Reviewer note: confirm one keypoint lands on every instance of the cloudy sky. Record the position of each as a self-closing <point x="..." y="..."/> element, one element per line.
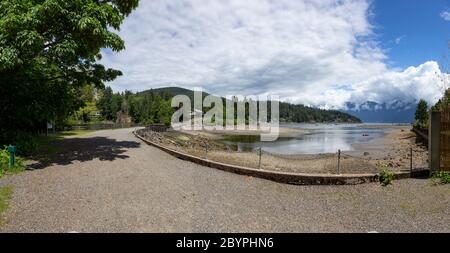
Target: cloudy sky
<point x="321" y="53"/>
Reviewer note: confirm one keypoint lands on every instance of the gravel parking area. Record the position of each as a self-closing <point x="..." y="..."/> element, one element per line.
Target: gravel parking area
<point x="109" y="181"/>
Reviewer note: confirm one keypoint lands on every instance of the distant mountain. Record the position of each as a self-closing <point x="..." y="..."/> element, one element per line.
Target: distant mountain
<point x="372" y="112"/>
<point x="288" y="112"/>
<point x="172" y="91"/>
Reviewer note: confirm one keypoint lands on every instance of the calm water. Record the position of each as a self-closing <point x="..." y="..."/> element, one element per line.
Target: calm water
<point x="323" y="138"/>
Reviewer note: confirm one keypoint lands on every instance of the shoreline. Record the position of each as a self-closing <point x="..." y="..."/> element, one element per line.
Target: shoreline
<point x="392" y="150"/>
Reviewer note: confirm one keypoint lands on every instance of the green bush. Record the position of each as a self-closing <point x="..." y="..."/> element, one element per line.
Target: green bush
<point x="386" y="176"/>
<point x="441" y="177"/>
<point x="26" y="143"/>
<point x="4" y="163"/>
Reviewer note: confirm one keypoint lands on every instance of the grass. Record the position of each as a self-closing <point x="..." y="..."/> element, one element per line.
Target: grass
<point x="75" y="133"/>
<point x="5" y="196"/>
<point x="46" y="146"/>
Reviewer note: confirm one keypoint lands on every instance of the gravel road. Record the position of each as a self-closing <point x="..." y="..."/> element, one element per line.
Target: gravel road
<point x="109" y="181"/>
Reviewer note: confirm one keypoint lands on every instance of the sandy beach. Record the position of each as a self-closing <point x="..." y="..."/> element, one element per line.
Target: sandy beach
<point x="393" y="150"/>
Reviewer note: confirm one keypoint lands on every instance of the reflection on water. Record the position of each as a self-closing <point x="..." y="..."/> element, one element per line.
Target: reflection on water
<point x="321" y="138"/>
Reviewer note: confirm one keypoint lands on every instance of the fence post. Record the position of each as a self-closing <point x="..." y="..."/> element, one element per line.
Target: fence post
<point x="410" y="160"/>
<point x="260" y="153"/>
<point x="339" y="162"/>
<point x="434" y="131"/>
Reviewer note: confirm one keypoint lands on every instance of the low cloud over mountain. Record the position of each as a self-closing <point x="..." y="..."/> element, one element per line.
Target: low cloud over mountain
<point x="318" y="53"/>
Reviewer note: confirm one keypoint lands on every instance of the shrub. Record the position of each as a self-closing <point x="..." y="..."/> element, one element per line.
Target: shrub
<point x="26" y="143"/>
<point x="386" y="176"/>
<point x="441" y="177"/>
<point x="4" y="163"/>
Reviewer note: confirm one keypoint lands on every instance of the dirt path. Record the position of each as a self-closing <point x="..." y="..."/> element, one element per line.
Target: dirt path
<point x="108" y="181"/>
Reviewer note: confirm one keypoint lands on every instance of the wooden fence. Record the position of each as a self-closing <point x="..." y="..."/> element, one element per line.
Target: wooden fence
<point x="445" y="140"/>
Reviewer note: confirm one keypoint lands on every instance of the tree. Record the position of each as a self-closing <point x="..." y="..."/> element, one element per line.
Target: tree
<point x="49" y="51"/>
<point x="105" y="104"/>
<point x="422" y="113"/>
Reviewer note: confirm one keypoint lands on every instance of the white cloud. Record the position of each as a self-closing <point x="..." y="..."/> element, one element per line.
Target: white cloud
<point x="445" y="15"/>
<point x="399" y="39"/>
<point x="319" y="53"/>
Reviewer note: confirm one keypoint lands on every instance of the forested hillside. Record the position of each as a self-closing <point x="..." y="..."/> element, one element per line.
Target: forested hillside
<point x="153" y="106"/>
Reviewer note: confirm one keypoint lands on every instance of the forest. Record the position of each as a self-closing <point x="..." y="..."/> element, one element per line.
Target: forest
<point x="154" y="106"/>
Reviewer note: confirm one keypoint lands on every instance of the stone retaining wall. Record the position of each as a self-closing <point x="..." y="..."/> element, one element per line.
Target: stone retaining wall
<point x="285" y="177"/>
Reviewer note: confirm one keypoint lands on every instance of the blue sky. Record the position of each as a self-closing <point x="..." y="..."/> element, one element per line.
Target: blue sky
<point x="423" y="33"/>
<point x="322" y="53"/>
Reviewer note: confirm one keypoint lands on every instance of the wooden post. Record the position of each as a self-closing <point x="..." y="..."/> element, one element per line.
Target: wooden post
<point x="434" y="131"/>
<point x="410" y="160"/>
<point x="260" y="153"/>
<point x="339" y="162"/>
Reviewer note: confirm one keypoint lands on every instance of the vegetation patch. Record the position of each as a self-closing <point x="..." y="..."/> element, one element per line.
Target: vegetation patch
<point x="441" y="177"/>
<point x="4" y="163"/>
<point x="5" y="196"/>
<point x="386" y="176"/>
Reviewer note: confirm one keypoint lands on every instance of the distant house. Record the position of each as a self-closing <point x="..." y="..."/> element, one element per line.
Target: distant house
<point x="123" y="118"/>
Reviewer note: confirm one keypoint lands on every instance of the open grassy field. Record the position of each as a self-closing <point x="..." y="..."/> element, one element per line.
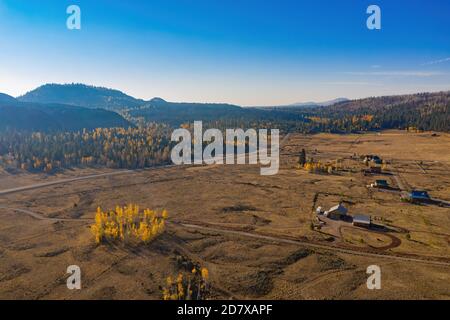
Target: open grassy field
<point x="254" y="233"/>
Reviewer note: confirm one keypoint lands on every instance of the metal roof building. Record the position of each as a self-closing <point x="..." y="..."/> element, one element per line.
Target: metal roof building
<point x="362" y="220"/>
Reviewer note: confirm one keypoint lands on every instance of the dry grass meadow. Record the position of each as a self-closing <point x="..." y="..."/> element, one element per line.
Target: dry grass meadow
<point x="252" y="232"/>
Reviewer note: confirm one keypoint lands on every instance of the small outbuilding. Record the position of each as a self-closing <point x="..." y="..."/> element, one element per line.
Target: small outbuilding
<point x="336" y="212"/>
<point x="380" y="184"/>
<point x="360" y="220"/>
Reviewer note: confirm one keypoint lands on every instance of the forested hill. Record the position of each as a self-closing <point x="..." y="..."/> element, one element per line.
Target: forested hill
<point x="82" y="95"/>
<point x="15" y="115"/>
<point x="426" y="111"/>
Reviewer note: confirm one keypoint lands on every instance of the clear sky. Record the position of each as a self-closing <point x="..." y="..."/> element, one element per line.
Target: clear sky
<point x="248" y="52"/>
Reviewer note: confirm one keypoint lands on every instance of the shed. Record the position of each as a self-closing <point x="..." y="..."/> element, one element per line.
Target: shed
<point x="362" y="221"/>
<point x="336" y="212"/>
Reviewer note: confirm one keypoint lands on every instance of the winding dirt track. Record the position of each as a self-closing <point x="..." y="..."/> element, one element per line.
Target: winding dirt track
<point x="273" y="238"/>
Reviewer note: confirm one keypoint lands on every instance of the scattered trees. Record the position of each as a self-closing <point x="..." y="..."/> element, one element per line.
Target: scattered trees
<point x="187" y="286"/>
<point x="128" y="224"/>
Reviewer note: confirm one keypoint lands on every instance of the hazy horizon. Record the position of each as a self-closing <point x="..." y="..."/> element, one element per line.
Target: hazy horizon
<point x="254" y="54"/>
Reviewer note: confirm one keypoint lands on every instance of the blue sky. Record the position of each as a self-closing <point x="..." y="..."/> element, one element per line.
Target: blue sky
<point x="246" y="52"/>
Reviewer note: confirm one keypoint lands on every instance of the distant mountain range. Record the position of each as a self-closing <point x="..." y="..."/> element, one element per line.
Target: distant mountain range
<point x="31" y="116"/>
<point x="319" y="104"/>
<point x="83" y="96"/>
<point x="156" y="109"/>
<point x="76" y="106"/>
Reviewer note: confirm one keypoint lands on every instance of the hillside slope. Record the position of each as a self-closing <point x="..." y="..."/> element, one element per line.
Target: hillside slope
<point x="16" y="115"/>
<point x="81" y="95"/>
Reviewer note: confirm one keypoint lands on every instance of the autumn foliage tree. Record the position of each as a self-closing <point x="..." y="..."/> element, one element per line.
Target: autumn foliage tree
<point x="187" y="286"/>
<point x="128" y="224"/>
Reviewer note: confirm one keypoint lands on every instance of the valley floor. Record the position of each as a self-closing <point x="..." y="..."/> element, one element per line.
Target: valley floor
<point x="252" y="232"/>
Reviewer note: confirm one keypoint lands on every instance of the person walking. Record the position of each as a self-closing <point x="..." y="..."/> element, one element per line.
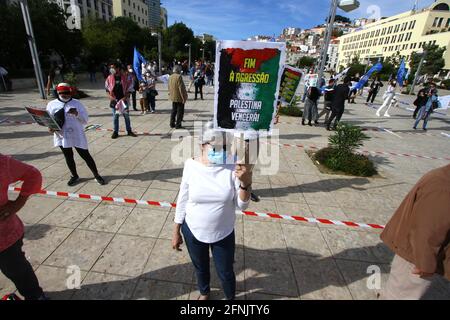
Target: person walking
<point x="92" y="68"/>
<point x="427" y="109"/>
<point x="374" y="89"/>
<point x="13" y="262"/>
<point x="209" y="73"/>
<point x="211" y="191"/>
<point x="199" y="82"/>
<point x="151" y="92"/>
<point x="421" y="100"/>
<point x="134" y="84"/>
<point x="388" y="99"/>
<point x="192" y="70"/>
<point x="338" y="104"/>
<point x="119" y="87"/>
<point x="72" y="134"/>
<point x="419" y="235"/>
<point x="328" y="98"/>
<point x="310" y="112"/>
<point x="178" y="96"/>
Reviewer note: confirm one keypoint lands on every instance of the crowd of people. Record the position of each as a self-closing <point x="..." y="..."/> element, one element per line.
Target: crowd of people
<point x="212" y="189"/>
<point x="335" y="95"/>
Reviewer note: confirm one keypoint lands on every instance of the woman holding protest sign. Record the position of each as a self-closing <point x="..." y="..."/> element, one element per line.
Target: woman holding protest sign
<point x="211" y="190"/>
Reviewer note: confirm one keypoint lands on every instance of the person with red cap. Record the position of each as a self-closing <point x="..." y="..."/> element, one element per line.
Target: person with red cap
<point x="72" y="117"/>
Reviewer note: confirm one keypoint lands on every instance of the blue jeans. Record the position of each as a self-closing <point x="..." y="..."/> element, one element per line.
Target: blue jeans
<point x="223" y="255"/>
<point x="126" y="116"/>
<point x="422" y="111"/>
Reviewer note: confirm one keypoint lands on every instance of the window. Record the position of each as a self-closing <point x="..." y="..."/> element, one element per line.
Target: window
<point x="436" y="20"/>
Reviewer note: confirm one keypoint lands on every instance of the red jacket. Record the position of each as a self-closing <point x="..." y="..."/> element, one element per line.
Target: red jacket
<point x="11" y="170"/>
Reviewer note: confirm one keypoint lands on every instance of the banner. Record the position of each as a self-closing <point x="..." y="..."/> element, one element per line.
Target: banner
<point x="445" y="102"/>
<point x="290" y="79"/>
<point x="43" y="118"/>
<point x="247" y="74"/>
<point x="366" y="77"/>
<point x="341" y="75"/>
<point x="401" y="74"/>
<point x="311" y="80"/>
<point x="138" y="60"/>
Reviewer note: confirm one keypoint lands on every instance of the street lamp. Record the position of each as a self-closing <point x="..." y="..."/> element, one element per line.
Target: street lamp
<point x="416" y="77"/>
<point x="158" y="34"/>
<point x="33" y="49"/>
<point x="189" y="45"/>
<point x="347" y="6"/>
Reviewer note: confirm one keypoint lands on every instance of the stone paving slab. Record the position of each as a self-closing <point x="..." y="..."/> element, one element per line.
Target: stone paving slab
<point x="124" y="250"/>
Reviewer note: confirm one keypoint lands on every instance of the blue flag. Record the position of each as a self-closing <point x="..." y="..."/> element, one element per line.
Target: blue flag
<point x="137" y="62"/>
<point x="401" y="74"/>
<point x="366" y="77"/>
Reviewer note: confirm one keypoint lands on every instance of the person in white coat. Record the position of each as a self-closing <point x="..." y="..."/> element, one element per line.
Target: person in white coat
<point x="211" y="190"/>
<point x="389" y="99"/>
<point x="72" y="122"/>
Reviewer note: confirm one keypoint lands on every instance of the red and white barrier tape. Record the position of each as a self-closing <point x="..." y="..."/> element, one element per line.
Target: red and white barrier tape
<point x="173" y="205"/>
<point x="17" y="122"/>
<point x="136" y="132"/>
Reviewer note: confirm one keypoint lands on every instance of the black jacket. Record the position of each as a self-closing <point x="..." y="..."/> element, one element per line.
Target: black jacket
<point x="340" y="96"/>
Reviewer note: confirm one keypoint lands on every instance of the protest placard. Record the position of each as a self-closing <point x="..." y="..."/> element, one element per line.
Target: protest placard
<point x="43" y="118"/>
<point x="311" y="79"/>
<point x="247" y="74"/>
<point x="290" y="79"/>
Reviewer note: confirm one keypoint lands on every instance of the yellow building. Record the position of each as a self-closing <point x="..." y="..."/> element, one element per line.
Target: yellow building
<point x="404" y="33"/>
<point x="134" y="9"/>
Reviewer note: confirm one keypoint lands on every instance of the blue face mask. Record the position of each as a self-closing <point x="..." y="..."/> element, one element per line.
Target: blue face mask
<point x="217" y="157"/>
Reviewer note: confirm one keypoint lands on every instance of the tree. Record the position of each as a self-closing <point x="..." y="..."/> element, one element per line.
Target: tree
<point x="50" y="31"/>
<point x="342" y="19"/>
<point x="356" y="67"/>
<point x="434" y="61"/>
<point x="306" y="62"/>
<point x="175" y="37"/>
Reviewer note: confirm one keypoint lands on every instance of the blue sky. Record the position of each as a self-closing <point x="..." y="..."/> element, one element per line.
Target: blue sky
<point x="240" y="19"/>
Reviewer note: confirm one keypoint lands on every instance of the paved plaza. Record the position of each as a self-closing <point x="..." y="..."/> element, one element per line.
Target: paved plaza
<point x="124" y="249"/>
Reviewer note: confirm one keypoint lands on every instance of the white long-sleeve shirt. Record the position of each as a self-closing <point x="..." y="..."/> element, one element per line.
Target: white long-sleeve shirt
<point x="208" y="199"/>
<point x="72" y="133"/>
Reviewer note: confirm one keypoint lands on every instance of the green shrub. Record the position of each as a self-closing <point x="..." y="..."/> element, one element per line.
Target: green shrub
<point x="346" y="139"/>
<point x="341" y="156"/>
<point x="354" y="164"/>
<point x="291" y="111"/>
################
Task description — Among the records above, extract exactly the lines from the line with "the white cloud." to the line with "the wooden post.", both lines included, and leave out the rest.

Solution for this problem —
Reviewer note: confirm one keypoint lands on every instance of the white cloud. Record the position of each as a self-closing <point x="..." y="..."/> element, one element per line.
Target: white cloud
<point x="445" y="15"/>
<point x="399" y="39"/>
<point x="319" y="53"/>
Reviewer note: confirm one keypoint lands on every instance of the forested hillside. Record the position of each as a self-closing <point x="..." y="..."/> element, one element per line.
Target: forested hillside
<point x="153" y="106"/>
Reviewer note: confirm one keypoint lands on every instance of the forest. Record the position of each as a self-closing <point x="..." y="..."/> element, one element per line.
Target: forest
<point x="154" y="106"/>
Reviewer note: confirm one keypoint lands on every instance of the stone retaining wall. Record the position of each as a self-closing <point x="..." y="..."/> element, one element per line.
Target: stone retaining wall
<point x="285" y="177"/>
Reviewer note: confirm one keypoint lands on every instance of the blue sky. Record the position of each as a self-closing <point x="..." y="..."/> element, one element per line.
Target: blue sky
<point x="423" y="33"/>
<point x="322" y="53"/>
Reviewer note: confirm one keypoint lands on every instance of the wooden post. Record the position of each as a self-closing <point x="..." y="..."/> element, one element per line.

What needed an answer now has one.